• TEXT:

↓

1949 lebte gut ein Drittel der Weltbevölkerung in kommunistisch regierten Staaten. 40 Jahre später, nach der Auflösung des Ostblocks, schien die Ideologie des Kommunismus erledigt zu sein. Indessen hält sich diese Staatsform noch in Kuba, Nordkorea und in Form des „chinesischen Sonderwegs“. Der Historiker David Priestland, Hochschullehrer für Neuere Geschichte in Oxford, hat eine „Weltgeschichte des Kommunismus − Von der Französischen Revolution bis heute“ vorgelegt. Es handelt sich um einen Rückblick auf gut 200 Jahre, in denen sich die kommunistische Idee rund um den Erdball ausgebreitet und den Verlauf der Geschichte geprägt hat. Priestland hat damit einen Themenkomplex von schier unfassbarem Umfang bewältigt, ist doch allein der Sowjetkommunismus, der im Mittelpunkt steht, ein großes Projekt. Weiterhin hat er die Entwicklungen in Europa, China, Kambodscha, Nordkorea, Afrika und Lateinamerika untersucht und dabei die jeweiligen kommunistischen Vordenker porträtiert. Das aus zwölf Einzelkapiteln bestehende Werk ist dementsprechend äußerst detailreich, doch es ist für ein breites Publikum konzipiert. Passagen, in denen Ereignisse und Einzelschicksale im Mittelpunkt stehen, werden eingeblendet. Zudem: Priestland rechnet nicht ab.

↑

Eine Reihe von Zeilen

↓

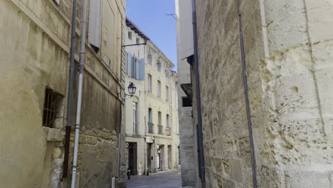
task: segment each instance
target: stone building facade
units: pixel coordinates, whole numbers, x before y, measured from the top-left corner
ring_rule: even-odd
[[[193,35],[191,27],[188,28],[187,33],[191,38],[189,45],[192,48],[185,48],[187,43],[184,38],[181,38],[181,31],[184,31],[186,26],[186,16],[191,17],[191,0],[176,0],[176,16],[177,26],[177,74],[178,74],[178,103],[180,132],[180,155],[181,183],[183,187],[196,185],[196,139],[194,137],[194,122],[193,117],[192,98],[189,93],[186,95],[186,88],[191,87],[190,65],[187,63],[186,52],[193,54]],[[186,9],[187,8],[187,9]],[[182,19],[180,19],[182,18]],[[185,22],[185,23],[184,23]],[[191,21],[189,21],[189,24]],[[182,30],[183,28],[183,30]],[[186,30],[185,30],[186,31]],[[184,32],[184,31],[183,31]],[[181,40],[182,39],[182,40]],[[181,45],[181,41],[183,45]],[[184,48],[186,50],[184,50]],[[184,89],[182,88],[184,88]],[[188,96],[189,95],[189,96]]]
[[[72,125],[76,112],[81,4],[78,1]],[[123,0],[87,4],[78,187],[109,187],[115,177],[124,177],[118,173],[118,133],[123,122],[118,93],[123,93],[125,86],[125,56],[121,45],[125,6]],[[70,187],[73,127],[68,176],[62,175],[72,7],[73,1],[0,1],[1,187]],[[92,14],[97,19],[95,22],[90,19]],[[92,46],[92,38],[99,44]]]
[[[133,175],[176,169],[179,138],[174,66],[131,20],[126,24],[125,81],[137,87],[125,100],[127,169]]]
[[[206,187],[253,187],[238,1],[196,6]],[[333,187],[333,4],[240,1],[240,12],[258,185]]]

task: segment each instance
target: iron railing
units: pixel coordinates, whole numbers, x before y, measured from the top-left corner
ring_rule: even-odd
[[[148,133],[154,133],[154,124],[148,122]]]
[[[159,125],[159,135],[163,135],[163,126]]]

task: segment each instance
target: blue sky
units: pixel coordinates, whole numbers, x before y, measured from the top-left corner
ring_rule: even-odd
[[[165,15],[174,13],[174,0],[126,0],[127,16],[176,65],[176,20]]]

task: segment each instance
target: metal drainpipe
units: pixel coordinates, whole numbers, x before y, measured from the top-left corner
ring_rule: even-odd
[[[69,70],[69,83],[68,83],[68,102],[67,104],[67,125],[65,135],[65,156],[63,159],[63,178],[66,178],[68,174],[68,158],[69,158],[69,147],[70,142],[70,115],[72,114],[72,95],[73,95],[73,80],[74,70],[74,56],[75,51],[75,28],[76,28],[76,0],[73,1],[73,13],[72,13],[72,33],[70,38],[70,70]]]
[[[75,187],[76,169],[78,165],[78,140],[80,137],[80,119],[81,116],[81,103],[82,103],[82,88],[83,85],[83,69],[85,63],[85,22],[87,1],[82,1],[82,23],[81,23],[81,37],[80,41],[80,66],[79,78],[78,88],[78,103],[76,108],[76,123],[75,123],[75,137],[74,140],[74,153],[73,157],[72,167],[72,184],[71,188]]]
[[[199,83],[199,72],[198,62],[198,48],[196,41],[196,0],[192,0],[192,18],[193,18],[193,38],[194,48],[194,72],[196,79],[196,113],[198,114],[198,125],[197,125],[197,142],[198,142],[198,163],[199,177],[201,182],[201,188],[206,187],[205,177],[205,157],[204,154],[204,143],[202,135],[202,116],[201,116],[201,99],[200,95],[200,83]]]
[[[120,67],[122,67],[122,29],[121,29],[121,37],[120,37]],[[122,70],[120,70],[120,71],[122,71]],[[120,73],[120,82],[122,80],[122,74]],[[121,87],[120,87],[120,98],[122,98],[122,95],[121,95]],[[120,121],[119,121],[119,133],[118,133],[118,174],[117,174],[117,178],[120,177],[120,160],[121,160],[121,157],[122,157],[122,154],[121,154],[121,150],[120,150],[120,147],[121,147],[121,132],[122,132],[122,99],[120,102]]]
[[[250,146],[251,152],[251,162],[252,162],[252,177],[253,181],[253,187],[257,187],[257,175],[255,170],[255,155],[254,150],[254,142],[253,142],[253,135],[252,132],[252,125],[251,125],[251,115],[250,110],[250,103],[248,100],[248,78],[246,77],[246,67],[245,67],[245,53],[244,53],[244,40],[243,37],[243,30],[242,30],[242,14],[240,11],[240,0],[237,1],[237,9],[238,12],[238,21],[239,21],[239,40],[240,45],[240,55],[242,58],[242,70],[243,70],[243,80],[244,83],[244,95],[246,104],[246,116],[248,118],[248,135],[250,137]]]

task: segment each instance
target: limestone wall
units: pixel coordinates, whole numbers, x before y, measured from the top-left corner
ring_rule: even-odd
[[[76,63],[81,16],[81,1],[78,1]],[[117,132],[121,117],[117,93],[125,84],[120,80],[120,61],[125,56],[120,48],[121,28],[125,24],[124,1],[113,1],[104,8],[117,10],[114,23],[105,20],[102,24],[105,29],[101,31],[106,31],[102,48],[107,51],[96,53],[86,45],[78,169],[80,187],[110,185],[111,177],[117,175]],[[0,83],[3,88],[0,94],[0,182],[4,187],[67,187],[70,182],[70,176],[60,180],[71,6],[71,1],[60,1],[59,5],[51,0],[0,2]],[[114,32],[107,32],[109,24]],[[112,45],[107,43],[110,41]],[[112,58],[105,61],[105,57]],[[76,63],[75,70],[78,70]],[[76,112],[75,70],[72,125]],[[42,126],[46,87],[63,96],[51,128]],[[69,171],[71,160],[70,157]]]
[[[196,1],[206,187],[248,187],[236,1]],[[240,2],[258,184],[332,187],[333,4]]]

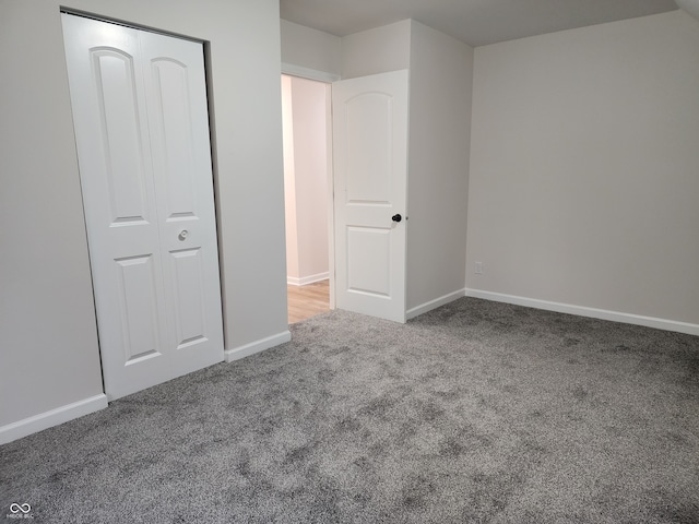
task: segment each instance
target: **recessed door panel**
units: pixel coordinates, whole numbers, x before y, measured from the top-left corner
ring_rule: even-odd
[[[347,228],[347,290],[391,296],[391,230]]]
[[[189,107],[189,70],[171,59],[151,62],[153,73],[154,123],[159,140],[153,144],[156,169],[166,174],[167,219],[196,215],[196,186],[192,151],[192,121]],[[159,165],[158,165],[159,164]]]
[[[157,354],[157,299],[153,257],[116,260],[125,364]]]
[[[133,57],[116,49],[93,49],[102,146],[112,224],[146,219],[141,122]]]
[[[203,307],[203,264],[200,249],[170,253],[175,278],[177,348],[205,342],[205,313]]]
[[[391,106],[387,93],[362,93],[345,105],[348,203],[390,203]]]

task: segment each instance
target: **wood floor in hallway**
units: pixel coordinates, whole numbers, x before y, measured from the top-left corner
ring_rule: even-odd
[[[316,282],[306,286],[287,285],[286,290],[289,324],[330,311],[330,281]]]

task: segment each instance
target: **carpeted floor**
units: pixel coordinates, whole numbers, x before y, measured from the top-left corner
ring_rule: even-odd
[[[697,523],[699,337],[463,298],[0,446],[50,523]]]

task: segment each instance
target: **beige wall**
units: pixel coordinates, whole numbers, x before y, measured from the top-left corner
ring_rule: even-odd
[[[328,278],[328,93],[321,83],[282,76],[286,275],[291,284]]]
[[[102,393],[60,5],[210,43],[226,348],[288,333],[277,1],[1,0],[0,427]]]
[[[470,288],[699,323],[698,57],[682,11],[476,48]]]

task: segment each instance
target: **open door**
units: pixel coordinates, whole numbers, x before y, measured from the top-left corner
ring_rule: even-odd
[[[336,307],[405,322],[407,71],[332,84]]]

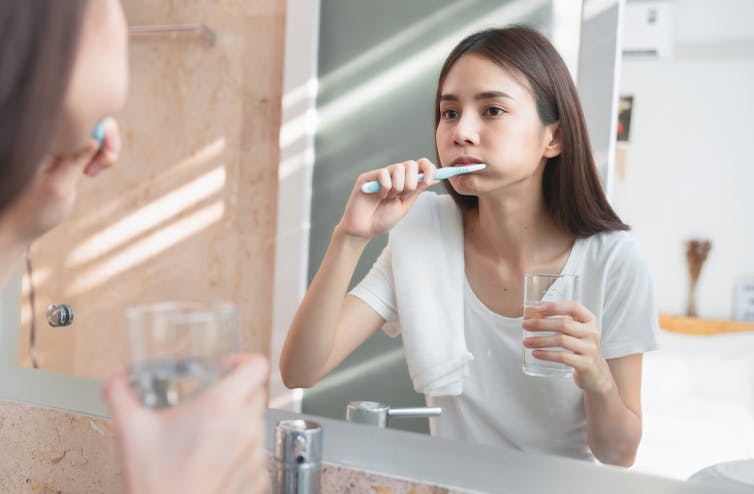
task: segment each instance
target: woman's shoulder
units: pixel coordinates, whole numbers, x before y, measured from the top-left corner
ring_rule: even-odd
[[[644,252],[636,237],[627,231],[605,231],[581,239],[586,257],[604,266],[643,265]]]

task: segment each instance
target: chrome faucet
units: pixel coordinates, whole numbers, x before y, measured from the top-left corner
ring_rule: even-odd
[[[439,407],[390,408],[376,401],[352,401],[346,407],[346,420],[386,428],[393,417],[437,417],[441,413]]]
[[[281,420],[275,427],[272,492],[319,494],[322,427],[311,420]]]

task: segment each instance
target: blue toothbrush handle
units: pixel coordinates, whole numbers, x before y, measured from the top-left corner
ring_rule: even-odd
[[[450,178],[454,175],[460,175],[462,173],[464,173],[464,171],[459,168],[440,168],[437,170],[437,173],[435,173],[435,180],[445,180],[446,178]],[[419,175],[417,175],[416,179],[421,182],[422,180],[424,180],[424,174],[420,173]],[[377,180],[367,182],[361,186],[361,191],[365,194],[375,194],[380,191],[380,183]]]
[[[97,126],[94,127],[94,131],[92,131],[92,137],[99,143],[99,146],[102,147],[102,143],[105,140],[105,121],[100,120],[97,123]]]

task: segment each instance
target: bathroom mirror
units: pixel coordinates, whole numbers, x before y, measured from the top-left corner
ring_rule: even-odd
[[[553,42],[577,81],[609,188],[621,2],[396,1],[390,15],[381,15],[383,8],[347,0],[322,3],[308,280],[360,173],[422,156],[435,159],[433,110],[440,67],[461,39],[486,27],[523,24]],[[444,192],[441,185],[433,190]],[[386,243],[387,236],[370,242],[352,286]],[[378,331],[304,390],[302,409],[342,418],[352,400],[424,405],[408,377],[400,337]],[[427,420],[395,421],[394,426],[428,432]]]

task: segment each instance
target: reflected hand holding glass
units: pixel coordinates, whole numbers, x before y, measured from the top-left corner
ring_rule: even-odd
[[[139,403],[127,370],[109,376],[104,394],[128,492],[267,492],[267,361],[236,354],[223,363],[232,370],[210,389],[162,410]]]

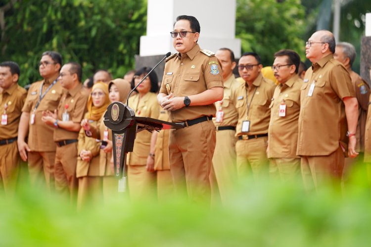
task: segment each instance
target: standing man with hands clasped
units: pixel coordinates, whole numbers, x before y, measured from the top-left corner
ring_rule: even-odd
[[[80,123],[86,112],[88,92],[81,83],[82,70],[77,63],[66,63],[60,70],[58,83],[66,89],[57,110],[43,112],[43,122],[54,127],[55,190],[75,200],[77,189],[77,142]]]
[[[313,34],[305,46],[307,58],[313,65],[301,87],[296,154],[301,157],[302,174],[308,189],[323,187],[327,181],[338,187],[344,155],[358,155],[358,103],[349,73],[333,58],[335,46],[333,35],[325,30]]]
[[[223,80],[214,53],[197,43],[200,29],[195,17],[177,17],[171,34],[178,53],[166,60],[157,99],[172,122],[186,126],[170,131],[170,170],[176,191],[186,185],[191,200],[209,203],[216,142],[212,120],[216,112],[214,103],[223,97]]]
[[[54,128],[44,124],[41,118],[43,111],[54,112],[58,107],[63,91],[57,82],[61,67],[59,53],[49,51],[43,53],[39,71],[43,80],[33,83],[28,89],[18,130],[18,150],[24,161],[28,160],[31,184],[45,183],[49,190],[54,188],[56,146],[53,141]]]

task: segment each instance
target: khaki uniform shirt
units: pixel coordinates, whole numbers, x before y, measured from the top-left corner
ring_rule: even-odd
[[[365,131],[366,129],[367,110],[369,108],[369,98],[370,89],[367,82],[359,75],[353,71],[350,71],[350,78],[356,91],[356,97],[358,101],[358,123],[356,131],[357,152],[365,151]]]
[[[198,94],[215,86],[223,86],[222,70],[211,53],[196,44],[186,55],[175,54],[167,60],[160,92],[174,97]],[[173,123],[184,122],[204,116],[215,116],[214,104],[183,107],[169,112]]]
[[[309,96],[312,83],[315,86]],[[300,95],[297,155],[328,155],[340,142],[347,144],[343,99],[355,96],[349,73],[332,54],[307,71]]]
[[[246,83],[239,85],[232,96],[233,104],[238,113],[236,136],[268,132],[271,117],[269,106],[275,87],[276,84],[270,80],[263,78],[261,74],[254,81],[251,88]],[[248,105],[249,106],[248,113]],[[242,122],[245,120],[250,121],[250,131],[248,132],[242,132]]]
[[[17,83],[0,93],[0,115],[7,115],[6,125],[0,125],[0,140],[16,137],[27,91]],[[7,105],[5,110],[5,104]]]
[[[232,94],[238,87],[240,82],[235,80],[234,75],[232,74],[228,79],[224,82],[224,93],[223,99],[215,102],[217,111],[223,112],[223,121],[218,123],[216,119],[213,119],[215,126],[233,126],[237,125],[238,113],[235,106],[232,102]]]
[[[135,112],[136,117],[158,118],[160,106],[155,93],[148,92],[140,100],[139,94],[136,94],[129,98],[129,105]],[[128,153],[128,165],[142,165],[146,164],[151,135],[152,133],[147,130],[142,130],[137,134],[133,152]]]
[[[40,87],[43,82],[45,83],[43,86],[42,93],[44,93],[52,82],[46,82],[45,80],[37,82],[32,83],[28,89],[27,97],[22,111],[30,113],[30,120],[35,107],[39,101]],[[35,123],[33,124],[29,124],[28,134],[28,146],[32,151],[55,151],[56,145],[53,140],[53,133],[55,128],[46,124],[41,118],[43,117],[43,111],[48,110],[51,112],[54,112],[54,110],[57,109],[58,104],[64,91],[64,89],[60,83],[56,82],[45,94],[35,112]]]
[[[89,114],[86,113],[85,119],[89,119]],[[91,126],[96,128],[98,126],[98,121],[90,120]],[[99,151],[100,150],[100,142],[97,141],[97,139],[93,137],[87,136],[85,130],[81,128],[79,132],[78,138],[79,142],[77,145],[77,153],[80,154],[82,150],[88,150],[92,152],[93,159],[90,162],[87,162],[81,160],[79,155],[77,158],[77,165],[76,165],[76,177],[85,176],[99,176]]]
[[[158,119],[163,121],[169,121],[169,115],[166,111],[160,112]],[[169,160],[169,135],[170,129],[162,129],[157,134],[155,147],[154,169],[156,170],[170,170],[170,164]]]
[[[298,121],[300,111],[300,88],[303,80],[297,75],[275,89],[270,108],[268,158],[296,158]],[[279,117],[279,106],[286,105],[284,117]]]
[[[69,115],[69,121],[74,123],[81,123],[84,115],[87,111],[88,92],[84,89],[83,85],[79,84],[73,89],[65,91],[58,106],[57,118],[62,120],[63,113],[67,111]],[[68,107],[66,107],[68,106]],[[66,109],[67,108],[67,109]],[[70,131],[62,128],[54,128],[54,141],[77,139],[78,132]]]

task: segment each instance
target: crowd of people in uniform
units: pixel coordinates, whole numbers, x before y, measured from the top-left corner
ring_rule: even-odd
[[[63,64],[48,51],[39,63],[43,80],[27,91],[18,84],[18,65],[0,63],[2,189],[15,193],[22,160],[32,186],[79,208],[121,196],[103,116],[111,102],[126,104],[141,81],[129,98],[136,116],[185,127],[137,133],[127,157],[132,200],[164,201],[181,193],[225,203],[236,181],[266,175],[318,189],[340,185],[355,162],[370,162],[370,89],[352,70],[352,44],[318,31],[305,45],[308,70],[289,49],[263,68],[254,52],[237,64],[228,48],[201,49],[200,33],[195,17],[177,17],[171,35],[178,53],[166,60],[159,83],[154,72],[142,80],[151,69],[143,67],[114,80],[99,70],[82,83],[79,64]]]

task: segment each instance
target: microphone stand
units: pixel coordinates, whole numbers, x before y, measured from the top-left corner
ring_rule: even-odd
[[[149,75],[150,74],[151,74],[151,72],[152,72],[152,71],[153,71],[153,70],[154,70],[155,69],[156,69],[156,67],[157,67],[157,66],[158,66],[158,65],[159,65],[159,64],[160,64],[160,63],[161,63],[161,62],[162,62],[162,61],[164,61],[164,60],[165,59],[166,59],[166,58],[168,58],[168,57],[169,57],[169,56],[170,56],[170,55],[171,55],[171,52],[170,52],[170,51],[169,51],[169,52],[168,52],[167,53],[166,53],[166,55],[165,55],[165,56],[164,57],[164,58],[163,58],[163,59],[162,59],[161,60],[161,61],[160,61],[160,62],[158,62],[158,63],[157,64],[156,64],[156,65],[155,66],[155,67],[153,67],[153,69],[152,69],[151,70],[151,71],[149,71],[149,72],[148,72],[148,74],[147,74],[147,75],[145,75],[145,76],[144,76],[144,77],[143,77],[143,79],[142,79],[141,80],[141,81],[140,81],[140,82],[139,82],[139,83],[138,84],[138,85],[137,85],[136,86],[135,86],[134,87],[134,88],[133,88],[133,89],[132,89],[132,90],[131,90],[131,91],[130,91],[130,93],[129,93],[129,94],[128,95],[128,99],[127,99],[127,100],[126,100],[126,105],[127,105],[127,106],[129,106],[129,97],[130,97],[130,95],[131,95],[131,94],[132,94],[132,93],[133,92],[134,92],[134,90],[135,90],[135,89],[136,89],[137,88],[137,87],[138,87],[138,86],[139,86],[139,85],[140,85],[140,83],[141,83],[141,82],[143,82],[143,81],[144,81],[144,80],[145,80],[145,79],[146,79],[146,78],[147,78],[147,77],[148,77],[148,75]]]

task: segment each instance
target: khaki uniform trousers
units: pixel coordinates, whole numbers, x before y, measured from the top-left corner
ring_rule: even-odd
[[[77,142],[57,147],[54,165],[55,191],[76,202],[78,188],[76,178]]]
[[[97,206],[103,201],[103,178],[98,176],[85,176],[78,178],[77,208]]]
[[[213,157],[214,172],[220,197],[224,203],[233,191],[237,178],[235,131],[227,129],[216,132],[216,145]]]
[[[16,141],[0,146],[0,188],[7,196],[15,192],[20,164]]]
[[[128,165],[130,198],[134,201],[156,198],[156,172],[147,171],[146,165]]]
[[[273,158],[269,159],[269,177],[273,179],[292,181],[301,179],[300,158]]]
[[[176,193],[186,188],[193,202],[210,203],[210,182],[216,134],[212,121],[171,129],[169,155]]]
[[[268,140],[268,136],[263,136],[237,141],[237,173],[241,181],[251,173],[255,180],[261,176],[268,176],[269,161],[266,153]]]
[[[312,190],[332,184],[340,189],[344,163],[344,153],[340,146],[329,155],[302,157],[301,173],[305,188]]]
[[[157,175],[157,197],[162,203],[173,197],[174,186],[170,170],[158,170]]]
[[[28,171],[31,185],[38,187],[45,185],[49,191],[54,191],[55,160],[55,152],[28,153]]]

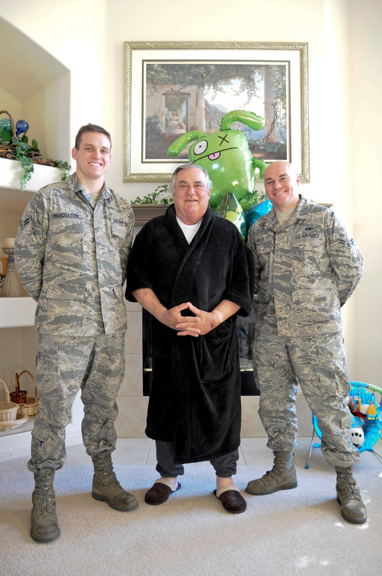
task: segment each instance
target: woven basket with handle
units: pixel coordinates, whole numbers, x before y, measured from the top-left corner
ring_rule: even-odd
[[[28,416],[19,414],[18,404],[9,401],[9,392],[3,380],[0,380],[5,390],[6,402],[0,402],[0,432],[18,428],[28,420]]]
[[[1,380],[5,390],[5,402],[0,402],[0,422],[11,422],[16,419],[16,412],[18,409],[18,404],[15,402],[9,401],[9,392],[5,385],[3,380]]]
[[[39,399],[37,398],[37,389],[36,387],[36,380],[33,377],[33,375],[30,374],[29,370],[23,370],[22,372],[18,375],[20,378],[25,372],[29,374],[30,378],[33,381],[33,384],[35,385],[35,397],[34,398],[28,398],[25,400],[25,404],[20,404],[18,405],[18,411],[20,414],[22,414],[23,416],[28,416],[28,418],[32,418],[33,416],[36,416],[39,410]]]

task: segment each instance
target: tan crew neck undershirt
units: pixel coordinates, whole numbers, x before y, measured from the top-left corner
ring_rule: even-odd
[[[277,212],[275,210],[274,211],[276,213],[276,216],[280,223],[285,224],[286,221],[289,220],[292,214],[295,211],[296,208],[297,206],[293,206],[290,210],[286,210],[285,212]]]

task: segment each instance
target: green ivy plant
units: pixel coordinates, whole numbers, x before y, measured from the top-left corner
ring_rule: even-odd
[[[155,188],[155,192],[150,192],[143,198],[137,196],[132,204],[171,204],[173,196],[168,184],[161,184]]]
[[[56,160],[56,165],[61,170],[61,181],[63,182],[69,176],[70,164],[68,164],[67,162],[63,162],[62,160]]]
[[[35,170],[32,153],[36,152],[40,154],[39,144],[36,140],[32,140],[30,145],[28,143],[28,137],[26,134],[24,134],[21,138],[16,138],[11,132],[7,130],[2,130],[0,132],[0,145],[1,144],[12,146],[11,151],[14,155],[16,160],[18,160],[21,164],[20,188],[21,191],[24,192],[26,183],[30,179]],[[61,170],[61,180],[66,180],[69,175],[70,165],[67,162],[63,162],[62,160],[56,160],[55,162],[56,165]]]

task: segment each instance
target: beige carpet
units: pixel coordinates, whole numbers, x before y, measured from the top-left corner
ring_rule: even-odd
[[[381,573],[382,464],[358,464],[355,476],[368,506],[362,525],[343,520],[328,469],[299,468],[298,487],[246,495],[243,514],[226,512],[212,494],[212,467],[189,467],[182,488],[160,506],[145,504],[154,468],[117,466],[139,508],[117,512],[90,496],[92,468],[68,459],[56,475],[61,536],[29,536],[33,477],[26,458],[0,464],[0,574],[13,576],[359,576]],[[236,484],[263,468],[238,469]],[[244,492],[243,492],[244,494]]]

↑

• AUFGABENSTELLUNG:
Aus wie vielen Einzelkapiteln besteht Priestlands Werk laut dem Text zur Weltgeschichte des Kommunismus?

• LÖSUNG:
Aus zwölf Einzelkapiteln.